━━ Records for the exercise
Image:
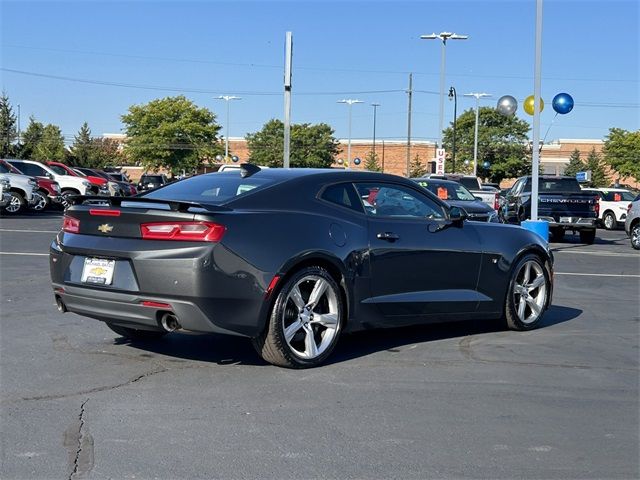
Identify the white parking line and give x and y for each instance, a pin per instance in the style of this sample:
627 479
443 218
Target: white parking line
28 231
599 254
629 275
━━━━
(Task objective) Copy each entry exactly as written, and drop the pictures from the copy.

(Answer to this problem)
Image:
Identify the white parking line and give x and y for each instance, a pin per instance in the style of this sample:
627 479
443 218
Target: white parking line
28 231
599 254
629 275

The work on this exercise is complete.